**** Document section

In a recent interview with Game Informer, Zelda director, Takashi Tezuka reveals the truth behind what started it all. Tezuka states that during the development, the team was making a parody of a Zelda game as opposed to a true entry.

“The main programmer wanted to challenge himself to create a Zelda experience on a portable system to see what he could do, and I was into the idea. We just had a passion to try and do something interesting,” Tezuka says, “We didn’t really have permission to do it necessarily. We were just playing around.”

links awakening official art

Originally intended to be a modified version of a Link to the Past for the Hero of Time’s  handheld debut, that plan had faded. Instead, Tekuza and team spent time after normal business hours to drive this off-the-record, passion filled project.

With Zelda games we usually plan them out, every detail is considered. With Link’s Awakening, we were working on that after our other work was done. Kind of like a club of people who loved Zelda and got together to make it. It has a different feeling for that reason.

After time, the game became too big to simply just be an after-hours experiment. Tezuka had to show off what they were up to.

Once we got it to a certain level of creation and completion that we wanted to show, then we took it to the company and got permission to continue developing it,” Tezuka says. “But initially it was just a little pet project of ours. Because we started it that way – just making a game we wanted to make – it may defy Zelda conventions. It might have interesting characters and situations we may not have had otherwise.

So there you have it. Had it not been for a small group of people sharing a passion for the Legend of Zelda and just doing what they love, we never would have gotten to experience the bittersweet Ballad of the Windfish and the mystery of Koholint Island.

********

- [Your tasks]
1. From the text about the origins of Link's Awakening, list every name of a Zelda game, character title, place, or song, leaving out the word "Zelda" when it stands alone.
2. Reproduce the part of the Link's Awakening text starting at "After time, the" and ending at "of Koholint Island.".

**** Information shown

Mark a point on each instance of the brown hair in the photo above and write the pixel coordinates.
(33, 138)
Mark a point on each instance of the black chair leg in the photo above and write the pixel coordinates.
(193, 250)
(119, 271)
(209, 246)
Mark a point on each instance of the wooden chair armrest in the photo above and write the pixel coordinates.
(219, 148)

********
**** Information shown

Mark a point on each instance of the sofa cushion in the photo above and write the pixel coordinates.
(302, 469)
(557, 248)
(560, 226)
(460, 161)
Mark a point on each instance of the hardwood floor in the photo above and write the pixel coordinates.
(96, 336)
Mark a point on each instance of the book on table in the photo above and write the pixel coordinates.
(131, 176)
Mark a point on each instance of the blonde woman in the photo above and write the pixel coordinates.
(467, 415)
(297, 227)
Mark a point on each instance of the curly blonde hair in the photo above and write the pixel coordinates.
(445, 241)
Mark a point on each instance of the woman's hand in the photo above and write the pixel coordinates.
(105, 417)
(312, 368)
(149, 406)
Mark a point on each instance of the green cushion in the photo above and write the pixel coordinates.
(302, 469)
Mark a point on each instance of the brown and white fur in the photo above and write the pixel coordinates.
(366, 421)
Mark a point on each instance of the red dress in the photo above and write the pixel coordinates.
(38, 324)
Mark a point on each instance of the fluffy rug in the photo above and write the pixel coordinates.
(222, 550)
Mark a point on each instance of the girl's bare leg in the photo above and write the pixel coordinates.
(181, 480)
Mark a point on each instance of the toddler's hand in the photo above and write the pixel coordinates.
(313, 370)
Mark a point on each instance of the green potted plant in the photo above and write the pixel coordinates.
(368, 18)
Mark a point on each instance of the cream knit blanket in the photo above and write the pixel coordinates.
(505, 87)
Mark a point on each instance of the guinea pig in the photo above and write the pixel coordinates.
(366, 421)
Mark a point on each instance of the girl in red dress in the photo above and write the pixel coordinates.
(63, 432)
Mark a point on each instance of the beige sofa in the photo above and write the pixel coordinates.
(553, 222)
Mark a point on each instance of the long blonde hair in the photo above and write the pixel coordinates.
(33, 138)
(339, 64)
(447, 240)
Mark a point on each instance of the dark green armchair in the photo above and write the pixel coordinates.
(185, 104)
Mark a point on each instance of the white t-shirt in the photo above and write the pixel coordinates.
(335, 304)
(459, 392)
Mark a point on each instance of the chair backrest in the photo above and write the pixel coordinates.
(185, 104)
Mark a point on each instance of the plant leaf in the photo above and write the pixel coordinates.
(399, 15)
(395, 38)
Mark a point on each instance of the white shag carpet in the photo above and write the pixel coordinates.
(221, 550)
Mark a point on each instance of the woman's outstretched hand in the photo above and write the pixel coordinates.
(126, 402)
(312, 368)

********

- [Full answers]
1.
Link to the Past
Hero of Time
Link's Awakening
Legend of Zelda
Ballad of the Windfish
Koholint Island

2.
After time, the game became too big to simply just be an after-hours experiment. Tezuka had to show off what they were up to.

Once we got it to a certain level of creation and completion that we wanted to show, then we took it to the company and got permission to continue developing it,” Tezuka says. “But initially it was just a little pet project of ours. Because we started it that way – just making a game we wanted to make – it may defy Zelda conventions. It might have interesting characters and situations we may not have had otherwise.

So there you have it. Had it not been for a small group of people sharing a passion for the Legend of Zelda and just doing what they love, we never would have gotten to experience the bittersweet Ballad of the Windfish and the mystery of Koholint Island.